Sir John Laws has described 'proportionality' as a principle where the court is concerned with the way in which the decision maker has ordered his priority.

Lord Diplock in [R Vs Goldstein 1983 (1) WLR 151] in a bit to explain proportionality said:
This would indeed be using a sledge-hammer to crack a nut 'Proportionality' involves a Balancing test which keeps a check on the excessive or arbitrary punishments or encroachment upon the rights and Necessity test which takes into account other less restrictive alternates.

Judicial Review of legislative and executive action has been one of the most important developments in the field of public law in the last century. Though the concept of Judicial Review was developed way back in 1803 in the famous case of [Marbury Vs. Madison, 5 US 137 (1803)], it found wide application only in the later periods of the 20th Century, when in the aftermath of the World War II, democracy came to be the governing political principle in most parts of the world. Since then the scope and ambit of Judicial Review has been one of the Central themes of discussion in the branch of Administrative Law.

Among the two - Executive and Legislative actions - it is the Judicial Review of Executive action (Administrative action) that has assimilated much content enrichment, particularly in the last two decades. The growth of Modern Welfare State coupled with the technological advances has resulted in the legislature not only leaving wide areas of discretion to the administrative authority but also even delegating many of its powers and functions.

* **SOURCE MATERIAL**
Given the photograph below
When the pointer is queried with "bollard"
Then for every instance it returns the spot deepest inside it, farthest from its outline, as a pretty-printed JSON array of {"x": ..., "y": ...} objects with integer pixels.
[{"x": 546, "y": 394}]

* **GIVEN EXERCISE**
Continue the passage on proportionality and judicial review of administrative action, picking up after its final sentence.

* **ANSWER TO THE PROBLEM**
This has resulted in the modern day bureaucrat becoming extremely powerful. This often leads to misuse of discretion vested in him there by requiring frequent Judicial intervention. However this intervention should not result in the Judiciary encroaching into areas reserved for the Executive. Consequently, the scope and ambit of Judicial Review must be limited to the extent just necessary to prevent the abuse of the discretion conferred on the Executive.

To achieve this limiting function of Judicial Review, common law systems and civil law systems reacted differently and developed different processes. In common law jurisdictions the concept of secondary review was developed to achieve this limiting function of Judicial Review. Under the concept of Secondary Review the Courts would strike down Administrative Orders only if it suffers the vice of Wednesbury unreasonableness [Associated Provisional Picture Houses Vs. Wednesbury Corporation (1947) 2 All ER 74 (CA)], which means that the order must be so absurd that no sensible person could ever dream that it lay within the powers of the administrative authority.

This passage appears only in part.